Zorro 3 – Tales of the fox par Matt Wagner et Francesco Francavilla
VO: Dynamite
VF : /
AUTEUR : PRÉSENCE
Zorro est un personnage créé en 1919 dans un roman écrit par Johnston McCulley. Il a donné lieu à de nombreuses interprétations, et pour ma part Zorro aura toujours les traits de Guy Williams dans la série de Walt Disney datant de 1957.
Je peux comprendre que les plus jeunes penseront plutôt à Antonio Banderas (1998). En 2005, ce personnage a bénéficié d’un regain de popularité aux États-Unis grâce au roman d’Isabel Allende qui constitue une biographie fictive de 1790 à 1812, sobrement intitulé Zorro.
Il s’agit du troisième tome consacré à Zorro, écrit par Matt Wagner, après (1) Trail of the fox (épisodes 1 à 8) et (2) Clashing blades (épisodes 9 à 14).
Ce tome contient les épisodes 15 à 20, initialement parus en 2009/2010, écrits par Matt Wagner (également qualifié de directeur artistique), dessinés, encrés et mis en couleurs par Francesco Francavilla, avec des couvertures de Matt Wagner. Il n’est pas besoin d’avoir lu les tomes précédents pour apprécier celui-ci.
En 1805, le général Rafael Luis Mancado (gouverneur des colonies de Haute Californie) organise une réception chez lui. Il est craint de tous ses employés pour sa discipline de fer. Il invite ses hôtes à lui parler d’un brigand sévissant dans la région de Los Angeles et se faisant appeler Zorro.
En fonction des convives, ce hors-la-loi serait un spectre vengeur, ou un shaman Tongva (peuple amérindien habitant la région), ou encore un noble espagnol trompant son ennui en se livrant à des vols pour l’ivresse de l’interdit.

▶ _DONNÉES À TRAITER_
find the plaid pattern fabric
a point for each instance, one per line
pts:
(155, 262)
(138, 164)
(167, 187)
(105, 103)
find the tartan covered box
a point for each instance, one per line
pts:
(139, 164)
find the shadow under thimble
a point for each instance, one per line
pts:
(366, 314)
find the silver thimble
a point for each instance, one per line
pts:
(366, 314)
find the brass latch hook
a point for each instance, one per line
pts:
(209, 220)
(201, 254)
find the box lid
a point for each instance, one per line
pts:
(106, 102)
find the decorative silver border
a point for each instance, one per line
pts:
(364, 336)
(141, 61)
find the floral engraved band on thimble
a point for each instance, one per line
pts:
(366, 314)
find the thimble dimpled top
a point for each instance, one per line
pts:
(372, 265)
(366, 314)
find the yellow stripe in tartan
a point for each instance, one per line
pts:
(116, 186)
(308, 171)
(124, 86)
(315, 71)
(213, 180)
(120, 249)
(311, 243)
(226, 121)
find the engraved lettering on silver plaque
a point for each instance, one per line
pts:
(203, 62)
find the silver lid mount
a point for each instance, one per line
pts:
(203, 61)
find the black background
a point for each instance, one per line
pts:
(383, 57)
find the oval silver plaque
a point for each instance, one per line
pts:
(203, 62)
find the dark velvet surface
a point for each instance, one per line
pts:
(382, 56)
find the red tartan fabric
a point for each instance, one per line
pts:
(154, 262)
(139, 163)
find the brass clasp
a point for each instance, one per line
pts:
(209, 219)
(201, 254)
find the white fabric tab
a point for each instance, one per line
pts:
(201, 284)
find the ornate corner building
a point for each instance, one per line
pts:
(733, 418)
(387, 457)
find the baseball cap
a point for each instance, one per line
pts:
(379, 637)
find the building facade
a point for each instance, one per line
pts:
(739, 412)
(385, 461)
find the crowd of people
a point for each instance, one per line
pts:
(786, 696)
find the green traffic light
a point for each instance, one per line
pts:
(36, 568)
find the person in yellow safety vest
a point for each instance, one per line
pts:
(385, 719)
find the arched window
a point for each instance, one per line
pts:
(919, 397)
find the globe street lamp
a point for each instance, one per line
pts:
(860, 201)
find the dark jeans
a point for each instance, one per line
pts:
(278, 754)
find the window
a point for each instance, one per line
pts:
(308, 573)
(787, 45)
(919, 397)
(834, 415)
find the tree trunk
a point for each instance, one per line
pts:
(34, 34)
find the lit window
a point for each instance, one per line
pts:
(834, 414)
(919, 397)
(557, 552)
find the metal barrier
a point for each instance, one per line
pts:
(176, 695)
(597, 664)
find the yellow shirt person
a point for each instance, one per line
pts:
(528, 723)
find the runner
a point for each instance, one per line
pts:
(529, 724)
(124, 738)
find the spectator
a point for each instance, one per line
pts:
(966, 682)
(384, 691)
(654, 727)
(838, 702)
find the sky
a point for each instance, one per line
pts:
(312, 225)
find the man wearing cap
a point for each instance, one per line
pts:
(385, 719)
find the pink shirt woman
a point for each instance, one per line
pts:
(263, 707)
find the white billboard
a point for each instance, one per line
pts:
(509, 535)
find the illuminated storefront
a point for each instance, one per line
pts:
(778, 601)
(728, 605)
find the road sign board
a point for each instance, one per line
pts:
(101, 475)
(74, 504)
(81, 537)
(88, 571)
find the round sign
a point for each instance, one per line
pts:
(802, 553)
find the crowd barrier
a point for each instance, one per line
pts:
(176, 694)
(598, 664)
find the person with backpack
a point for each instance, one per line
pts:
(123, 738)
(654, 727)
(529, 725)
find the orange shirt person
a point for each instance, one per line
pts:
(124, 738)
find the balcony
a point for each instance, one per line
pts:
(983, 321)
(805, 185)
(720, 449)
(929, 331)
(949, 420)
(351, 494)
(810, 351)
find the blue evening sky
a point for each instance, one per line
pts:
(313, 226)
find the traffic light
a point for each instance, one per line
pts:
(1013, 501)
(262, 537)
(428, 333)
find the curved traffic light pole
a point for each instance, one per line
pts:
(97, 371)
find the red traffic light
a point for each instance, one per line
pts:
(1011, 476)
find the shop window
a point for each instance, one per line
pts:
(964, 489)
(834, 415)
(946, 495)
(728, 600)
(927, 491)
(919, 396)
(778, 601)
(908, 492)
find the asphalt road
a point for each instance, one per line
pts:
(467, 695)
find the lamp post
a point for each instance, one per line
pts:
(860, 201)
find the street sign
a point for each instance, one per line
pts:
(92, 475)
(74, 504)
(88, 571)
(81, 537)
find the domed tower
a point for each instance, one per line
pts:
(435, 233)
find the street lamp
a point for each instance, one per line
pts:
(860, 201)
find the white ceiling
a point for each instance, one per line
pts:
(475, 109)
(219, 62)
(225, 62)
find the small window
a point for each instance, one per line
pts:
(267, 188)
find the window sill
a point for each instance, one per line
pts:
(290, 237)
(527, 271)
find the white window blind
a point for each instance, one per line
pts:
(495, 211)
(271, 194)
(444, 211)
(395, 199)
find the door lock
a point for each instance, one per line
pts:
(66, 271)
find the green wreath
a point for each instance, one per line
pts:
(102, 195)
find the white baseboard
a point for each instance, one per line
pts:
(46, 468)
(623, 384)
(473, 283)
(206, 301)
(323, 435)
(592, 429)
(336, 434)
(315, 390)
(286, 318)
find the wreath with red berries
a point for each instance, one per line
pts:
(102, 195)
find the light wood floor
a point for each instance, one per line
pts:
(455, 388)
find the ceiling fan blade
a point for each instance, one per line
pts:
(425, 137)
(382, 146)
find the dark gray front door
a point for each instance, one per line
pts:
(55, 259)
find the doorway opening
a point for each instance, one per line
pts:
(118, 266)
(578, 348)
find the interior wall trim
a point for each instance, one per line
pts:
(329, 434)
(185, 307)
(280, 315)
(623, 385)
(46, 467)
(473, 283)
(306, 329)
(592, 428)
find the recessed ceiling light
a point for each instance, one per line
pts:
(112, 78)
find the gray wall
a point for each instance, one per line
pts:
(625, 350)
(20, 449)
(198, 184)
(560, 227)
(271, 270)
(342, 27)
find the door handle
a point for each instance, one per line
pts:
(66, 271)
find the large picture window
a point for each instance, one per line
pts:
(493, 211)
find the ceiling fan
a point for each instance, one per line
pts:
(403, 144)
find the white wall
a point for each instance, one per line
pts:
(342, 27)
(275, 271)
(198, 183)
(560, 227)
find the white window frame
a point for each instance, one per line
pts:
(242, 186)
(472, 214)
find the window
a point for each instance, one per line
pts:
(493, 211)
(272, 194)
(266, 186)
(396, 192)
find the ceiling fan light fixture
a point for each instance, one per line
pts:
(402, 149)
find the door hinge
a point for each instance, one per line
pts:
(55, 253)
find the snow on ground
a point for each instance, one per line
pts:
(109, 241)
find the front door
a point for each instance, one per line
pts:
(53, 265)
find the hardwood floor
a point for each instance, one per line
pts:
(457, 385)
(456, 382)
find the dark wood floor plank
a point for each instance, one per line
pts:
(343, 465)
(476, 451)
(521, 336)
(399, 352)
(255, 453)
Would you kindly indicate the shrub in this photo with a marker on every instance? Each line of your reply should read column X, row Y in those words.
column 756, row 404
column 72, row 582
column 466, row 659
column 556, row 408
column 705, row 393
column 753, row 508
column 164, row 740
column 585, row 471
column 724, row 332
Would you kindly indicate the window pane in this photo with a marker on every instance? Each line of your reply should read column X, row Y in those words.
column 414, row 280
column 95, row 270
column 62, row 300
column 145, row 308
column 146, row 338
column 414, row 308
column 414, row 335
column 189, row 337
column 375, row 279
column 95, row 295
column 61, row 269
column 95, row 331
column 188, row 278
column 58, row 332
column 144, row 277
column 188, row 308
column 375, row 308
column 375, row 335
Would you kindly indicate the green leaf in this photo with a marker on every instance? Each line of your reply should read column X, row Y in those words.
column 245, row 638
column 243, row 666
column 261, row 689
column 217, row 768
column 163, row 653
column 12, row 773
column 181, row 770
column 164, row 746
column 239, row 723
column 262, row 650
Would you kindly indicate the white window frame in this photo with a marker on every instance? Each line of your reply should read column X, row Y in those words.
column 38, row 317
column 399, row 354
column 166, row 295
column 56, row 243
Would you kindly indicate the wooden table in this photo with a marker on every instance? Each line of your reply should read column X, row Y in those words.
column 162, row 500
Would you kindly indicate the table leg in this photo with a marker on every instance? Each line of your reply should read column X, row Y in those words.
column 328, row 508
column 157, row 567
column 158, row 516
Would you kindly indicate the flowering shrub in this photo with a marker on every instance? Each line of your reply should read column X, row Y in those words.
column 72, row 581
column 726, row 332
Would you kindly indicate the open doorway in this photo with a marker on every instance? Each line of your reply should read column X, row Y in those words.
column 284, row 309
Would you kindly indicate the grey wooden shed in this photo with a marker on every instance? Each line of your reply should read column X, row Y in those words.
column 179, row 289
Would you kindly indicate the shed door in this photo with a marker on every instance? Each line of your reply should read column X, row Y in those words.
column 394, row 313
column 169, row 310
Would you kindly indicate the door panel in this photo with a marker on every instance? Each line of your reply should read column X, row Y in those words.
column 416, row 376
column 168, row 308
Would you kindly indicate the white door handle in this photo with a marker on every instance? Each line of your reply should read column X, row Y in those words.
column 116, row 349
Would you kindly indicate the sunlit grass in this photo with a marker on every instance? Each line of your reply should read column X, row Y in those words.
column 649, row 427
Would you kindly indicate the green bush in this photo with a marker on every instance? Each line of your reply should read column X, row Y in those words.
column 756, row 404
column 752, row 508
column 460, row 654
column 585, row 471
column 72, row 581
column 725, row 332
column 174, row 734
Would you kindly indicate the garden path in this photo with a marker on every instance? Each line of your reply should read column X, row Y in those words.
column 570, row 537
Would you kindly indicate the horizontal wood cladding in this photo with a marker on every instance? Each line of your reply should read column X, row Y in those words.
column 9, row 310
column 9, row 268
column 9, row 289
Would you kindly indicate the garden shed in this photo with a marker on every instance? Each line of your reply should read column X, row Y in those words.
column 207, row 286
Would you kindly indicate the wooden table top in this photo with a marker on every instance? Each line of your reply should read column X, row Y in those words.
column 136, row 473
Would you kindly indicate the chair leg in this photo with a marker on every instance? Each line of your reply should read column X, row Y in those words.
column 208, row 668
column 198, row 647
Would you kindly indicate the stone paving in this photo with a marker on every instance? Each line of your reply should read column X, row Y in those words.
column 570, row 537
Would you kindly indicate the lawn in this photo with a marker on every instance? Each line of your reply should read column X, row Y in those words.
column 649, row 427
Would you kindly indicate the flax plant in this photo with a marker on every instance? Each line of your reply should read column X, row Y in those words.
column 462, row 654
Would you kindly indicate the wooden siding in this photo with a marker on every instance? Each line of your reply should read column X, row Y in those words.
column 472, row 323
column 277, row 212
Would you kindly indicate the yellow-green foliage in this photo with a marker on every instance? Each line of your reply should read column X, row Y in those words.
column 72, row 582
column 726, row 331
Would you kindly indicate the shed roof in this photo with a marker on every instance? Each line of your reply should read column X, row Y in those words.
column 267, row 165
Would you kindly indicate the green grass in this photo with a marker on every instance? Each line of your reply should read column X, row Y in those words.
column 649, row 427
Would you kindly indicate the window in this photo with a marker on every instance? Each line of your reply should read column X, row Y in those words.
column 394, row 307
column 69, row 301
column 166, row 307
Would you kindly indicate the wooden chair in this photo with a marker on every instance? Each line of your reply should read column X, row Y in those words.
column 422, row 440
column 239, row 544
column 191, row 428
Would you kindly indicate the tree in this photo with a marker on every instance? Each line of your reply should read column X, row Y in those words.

▶ _CONSIGNES_
(1) D'après le texte sur Zorro, en quelle année ce personnage a-t-il été créé, et par qui ?
(2) Recopiez fidèlement, s'il vous plaît, les lignes des enregistrements : commencez à celle qui contient « Would you kindly indicate the chair » et arrêtez-vous après celle qui contient « column 462, row 654 ».

▶ _RÉPONSES ATTENDUES_
(1) En 1919, dans un roman écrit par Johnston McCulley.

(2)
Would you kindly indicate the chair leg in this photo with a marker on every instance? Each line of your reply should read column X, row Y in those words.
column 208, row 668
column 198, row 647
Would you kindly indicate the stone paving in this photo with a marker on every instance? Each line of your reply should read column X, row Y in those words.
column 570, row 537
Would you kindly indicate the lawn in this photo with a marker on every instance? Each line of your reply should read column X, row Y in those words.
column 649, row 427
Would you kindly indicate the flax plant in this photo with a marker on every instance? Each line of your reply should read column X, row Y in those words.
column 462, row 654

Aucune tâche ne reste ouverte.